- _What you need to do_:
The data that follows is to be given again, exactly as written.

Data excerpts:
• • • • • • •
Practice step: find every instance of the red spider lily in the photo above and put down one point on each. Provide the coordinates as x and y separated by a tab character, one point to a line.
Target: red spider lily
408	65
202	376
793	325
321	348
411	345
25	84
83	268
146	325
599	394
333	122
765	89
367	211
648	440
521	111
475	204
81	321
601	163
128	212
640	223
• • • • • • •
- _Written solution_:
Practice step: find every instance of the red spider lily in the photo above and put down one point on each. Provide the coordinates as x and y separated by a tab character, one point to a line.
Target: red spider lily
408	65
202	376
793	325
321	348
411	345
25	84
83	268
146	325
599	394
333	122
765	89
367	211
648	440
521	111
475	204
81	321
601	163
128	212
640	223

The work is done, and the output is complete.